In the passage below on SXRF imaging in plant genetics, name every person described as a trainee.

** Opening Passage provided block **

Dr. Lanzirotti and his team's work using SXRF imaging as a gene characterization tool, which began as a pilot study in the Dartmouth Superfund Program in 2005, has now been fully described in a methodological paper in Metallomics (Punshon et al 2013a). This publication was made possible by Dartmouth graduate trainees Maria Hindt and Amanda Socha and visiting trainee Felipe Richachenevsky, who also assisted in their collaboration on calcium in transgenic Medicago (Punshon et al 2013b). The team's use of SXRF imaging in plant genetics attracted rotating graduate student trainees Joseph Grainger and Hannah Opalko, who attended experimental time at the team's collaborating beamline at the National Synchrotron Light Source X26A. The graduate students worked on zinc distribution in leaf tissue for a publication in collaboration with Felipe Richachenevsky and Suna Kim on the ZIP7 transporter, which is currently in preparation.

** Closing Passage provided block **
** Opening Source material block **

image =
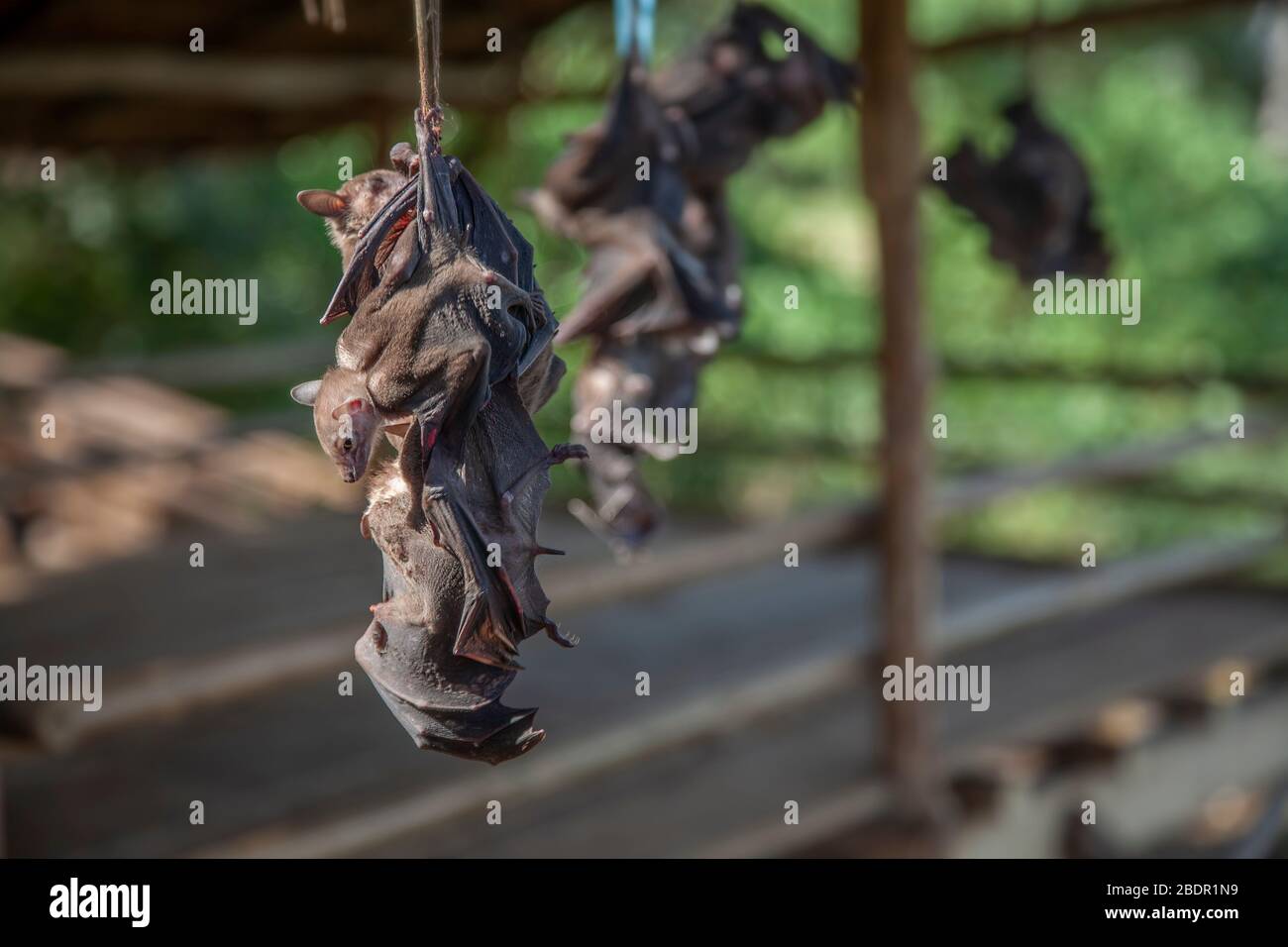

** Closing Source material block **

→ Final answer:
Maria Hindt, Amanda Socha, Felipe Richachenevsky, Joseph Grainger and Hannah Opalko.